COMPITI SCRITTI:
• 1. Ricopia dal brano su Netanyahu e Hamas il passo compreso tra "Netanyahu appoggia prima" e "Al Qaeda poi.", estremi inclusi.
• 2. Nel brano su Netanyahu e Hamas, quali guerre vengono citate a proposito degli Stati Uniti e del Medio Oriente?
• 3. Porta avanti il brano su Netanyahu e Hamas partendo dal punto in cui si ferma.

BRANO DA LEGGERE:

┄┄┄┄┄┄┄┄┄┄┄┄┄┄┄┄┄┄┄┄

Netanyahu appoggia prima Hamas contro Fatah e Abu Mazen, poi scopre di aver creato un mostro e oggi pretende di apparire agli occhi del mondo un democratico che ha a cuore la propria nazione e il proprio popolo sterminando i palestinesi della Striscia ormai incuneati nell’ultimo angolo di Rafah. E’ un po’ quello che è accaduto, sempre in una logica imperialista, ma certamente di più ampio respiro geopolitico, tra gli Stati Uniti e il Medio Oriente: con le Guerre del Golfo prima e con quelle al terrorismo di Al Qaeda poi.

┄┄┄┄┄┄┄┄┄┄┄┄┄┄┄┄┄┄┄┄

DATI FORNITI:
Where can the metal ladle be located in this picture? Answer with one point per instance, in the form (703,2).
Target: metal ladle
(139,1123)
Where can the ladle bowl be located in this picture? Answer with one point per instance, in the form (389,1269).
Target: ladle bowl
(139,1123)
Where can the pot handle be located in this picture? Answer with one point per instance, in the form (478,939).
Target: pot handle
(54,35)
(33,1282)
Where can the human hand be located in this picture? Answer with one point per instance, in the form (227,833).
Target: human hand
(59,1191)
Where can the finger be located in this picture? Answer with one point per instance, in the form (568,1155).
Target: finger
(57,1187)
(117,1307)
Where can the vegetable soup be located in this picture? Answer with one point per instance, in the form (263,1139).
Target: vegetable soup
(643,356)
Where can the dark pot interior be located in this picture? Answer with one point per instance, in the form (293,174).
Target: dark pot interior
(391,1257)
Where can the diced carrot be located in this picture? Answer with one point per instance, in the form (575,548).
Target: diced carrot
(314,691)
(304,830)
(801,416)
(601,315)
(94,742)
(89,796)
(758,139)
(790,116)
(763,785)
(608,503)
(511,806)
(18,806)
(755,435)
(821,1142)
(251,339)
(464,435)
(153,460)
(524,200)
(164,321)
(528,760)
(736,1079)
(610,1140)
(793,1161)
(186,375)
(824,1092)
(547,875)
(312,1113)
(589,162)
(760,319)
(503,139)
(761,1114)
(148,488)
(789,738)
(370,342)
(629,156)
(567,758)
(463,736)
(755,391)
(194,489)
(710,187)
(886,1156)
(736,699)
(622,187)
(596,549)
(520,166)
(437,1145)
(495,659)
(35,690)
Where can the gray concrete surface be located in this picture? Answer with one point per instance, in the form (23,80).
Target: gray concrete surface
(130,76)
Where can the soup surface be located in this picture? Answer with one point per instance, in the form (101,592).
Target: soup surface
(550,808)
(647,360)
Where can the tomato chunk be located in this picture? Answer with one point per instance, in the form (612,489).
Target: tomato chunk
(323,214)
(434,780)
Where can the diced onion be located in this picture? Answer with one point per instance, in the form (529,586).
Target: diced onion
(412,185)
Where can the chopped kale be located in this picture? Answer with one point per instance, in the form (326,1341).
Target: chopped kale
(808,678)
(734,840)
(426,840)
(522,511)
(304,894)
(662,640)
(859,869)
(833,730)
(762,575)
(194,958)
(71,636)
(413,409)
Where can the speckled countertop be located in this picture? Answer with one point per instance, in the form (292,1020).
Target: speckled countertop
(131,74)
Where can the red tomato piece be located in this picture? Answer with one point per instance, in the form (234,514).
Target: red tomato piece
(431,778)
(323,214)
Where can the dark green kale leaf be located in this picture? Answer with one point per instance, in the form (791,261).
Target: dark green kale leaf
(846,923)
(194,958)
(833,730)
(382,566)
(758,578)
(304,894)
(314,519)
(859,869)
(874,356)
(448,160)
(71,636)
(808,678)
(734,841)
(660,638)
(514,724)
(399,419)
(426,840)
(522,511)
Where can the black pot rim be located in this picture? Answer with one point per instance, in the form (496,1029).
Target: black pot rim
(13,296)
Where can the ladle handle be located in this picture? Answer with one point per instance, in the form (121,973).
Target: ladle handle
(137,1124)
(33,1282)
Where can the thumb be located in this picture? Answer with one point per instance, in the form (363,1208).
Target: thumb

┄┄┄┄┄┄┄┄┄┄┄┄┄┄┄┄┄┄┄┄

LE RISPOSTE:
• 1.
Netanyahu appoggia prima Hamas contro Fatah e Abu Mazen, poi scopre di aver creato un mostro e oggi pretende di apparire agli occhi del mondo un democratico che ha a cuore la propria nazione e il proprio popolo sterminando i palestinesi della Striscia ormai incuneati nell’ultimo angolo di Rafah. E’ un po’ quello che è accaduto, sempre in una logica imperialista, ma certamente di più ampio respiro geopolitico, tra gli Stati Uniti e il Medio Oriente: con le Guerre del Golfo prima e con quelle al terrorismo di Al Qaeda poi.

• 2. Le Guerre del Golfo e quelle al terrorismo di Al Qaeda.

• 3.
I peggiori movimenti sanguinari che hanno capovolto le ragioni di autonomia e indipendenza dei popoli nelle aree che sfuggivano al diretto controllo di Washington, sono stati finanziati, sostenuti e ampiamente addestrati proprio da coloro che poi li avrebbero additati come le peggiori minacce (ed effettivamente lo erano diventati, grazie ai loro “cattivi maestri“) e che gli avrebbero scatenato contro coalizioni occidentali armate di tutto punto. Il complesso dramma della stabilizzazione dell’unipolarismo americano passa attraverso le guerre di fine Novecento e quelle del primo ventennio del nuovo millennio.
Il bilancio è un fallimento colossale ed epocale, visto che l’unipolarismo ha segnato il passo e, ormai, è stato ampiamente superato da un nuovo multipolarismo comprendente il gigante cinese e l’organizzazione dei BRICS. La questione israelo-palestinese, in questo complicato contesto internazionale, è, oggettivamente, qualcosa di più di un rinvigorito conflitto regionale e locale. E’ parte di una ridefinizione degli assetti globali ma, almeno in questa fase, in cui l’asse di confronto tra Occidente e resto del mondo si esprime maggiormente nella contrapposizione tra NATO e Russia, tra Stati Uniti e Cina, sembra avere una connotazione quasi tutta interna a sé stessa.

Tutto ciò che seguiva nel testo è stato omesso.